What is expected | Copy out each of the entries below word for word, line by line.

Task data |
┄┄┄┄┄┄┄┄┄┄┄┄┄┄┄┄┄┄┄┄

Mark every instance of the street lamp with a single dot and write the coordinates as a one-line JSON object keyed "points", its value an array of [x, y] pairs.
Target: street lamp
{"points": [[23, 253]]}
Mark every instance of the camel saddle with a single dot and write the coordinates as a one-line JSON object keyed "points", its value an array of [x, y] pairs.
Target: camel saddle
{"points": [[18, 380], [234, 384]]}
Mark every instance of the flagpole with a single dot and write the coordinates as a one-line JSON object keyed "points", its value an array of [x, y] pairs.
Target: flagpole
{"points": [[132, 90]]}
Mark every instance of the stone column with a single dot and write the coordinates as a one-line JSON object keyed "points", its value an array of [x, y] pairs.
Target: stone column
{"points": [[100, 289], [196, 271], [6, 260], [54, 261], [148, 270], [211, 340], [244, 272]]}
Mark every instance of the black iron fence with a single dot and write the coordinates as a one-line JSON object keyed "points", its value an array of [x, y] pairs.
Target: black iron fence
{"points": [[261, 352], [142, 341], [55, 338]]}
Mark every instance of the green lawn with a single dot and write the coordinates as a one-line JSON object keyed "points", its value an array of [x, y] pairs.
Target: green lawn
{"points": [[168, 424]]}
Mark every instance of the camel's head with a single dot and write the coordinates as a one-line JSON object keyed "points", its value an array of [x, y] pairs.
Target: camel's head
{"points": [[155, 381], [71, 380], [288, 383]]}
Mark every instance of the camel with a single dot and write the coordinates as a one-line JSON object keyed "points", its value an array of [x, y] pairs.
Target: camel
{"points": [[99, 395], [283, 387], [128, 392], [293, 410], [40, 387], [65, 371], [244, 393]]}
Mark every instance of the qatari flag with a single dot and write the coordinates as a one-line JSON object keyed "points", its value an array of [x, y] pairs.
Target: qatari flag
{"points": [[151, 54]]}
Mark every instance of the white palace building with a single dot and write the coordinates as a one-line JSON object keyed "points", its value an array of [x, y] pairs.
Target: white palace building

┄┄┄┄┄┄┄┄┄┄┄┄┄┄┄┄┄┄┄┄

Written response |
Mark every instance of the street lamp with a single dot and write the coordinates as a one-line JSON object keyed "points", its value an array of [x, y] pairs.
Target: street lamp
{"points": [[23, 253]]}
Mark every instance of the camel saddle with a single dot and write the coordinates as a one-line JSON object keyed "points", its value an array of [x, y] pairs.
Target: camel saddle
{"points": [[18, 380], [234, 384]]}
Mark every instance of the flagpole with a single dot and write the coordinates as a one-line JSON object keyed "points", its value an array of [x, y] pairs.
Target: flagpole
{"points": [[132, 90]]}
Mark every instance of the stone column with a single dot and write the coordinates as a one-line JSON object keyed "points", its value an array of [x, y] pairs.
Target: stone column
{"points": [[100, 289], [196, 271], [6, 260], [54, 261], [148, 270], [211, 340], [244, 272]]}
Mark every instance of the black iron fence with a single dot and write the coordinates as a one-line JSON object keyed "points", its value an array of [x, y] pairs.
Target: black iron fence
{"points": [[261, 352], [142, 341], [55, 338]]}
Mark every instance of the green lawn with a single dot and write the coordinates as a one-line JSON object keyed "points", its value an array of [x, y] pairs.
Target: green lawn
{"points": [[168, 424]]}
Mark every instance of the camel's head with a single dot and write the coordinates as a one-line JSON object keyed "points", its value an array of [x, y] pairs.
Target: camel's head
{"points": [[155, 381], [71, 380], [288, 383]]}
Mark every instance of the camel with a single dot and write the coordinates as a one-line JSON object keyed "points", its value an array of [x, y] pairs.
Target: camel
{"points": [[99, 395], [283, 387], [128, 392], [293, 410], [40, 387], [65, 371], [244, 393]]}
Mark every instance of the qatari flag with a single dot and write the coordinates as a one-line JSON object keyed "points", its value an array of [x, y] pairs.
Target: qatari flag
{"points": [[151, 54]]}
Mark every instance of the white palace building with a single dot and write the coordinates as a one-line JSON object keyed "points", its value an array of [x, y] pairs.
Target: white palace building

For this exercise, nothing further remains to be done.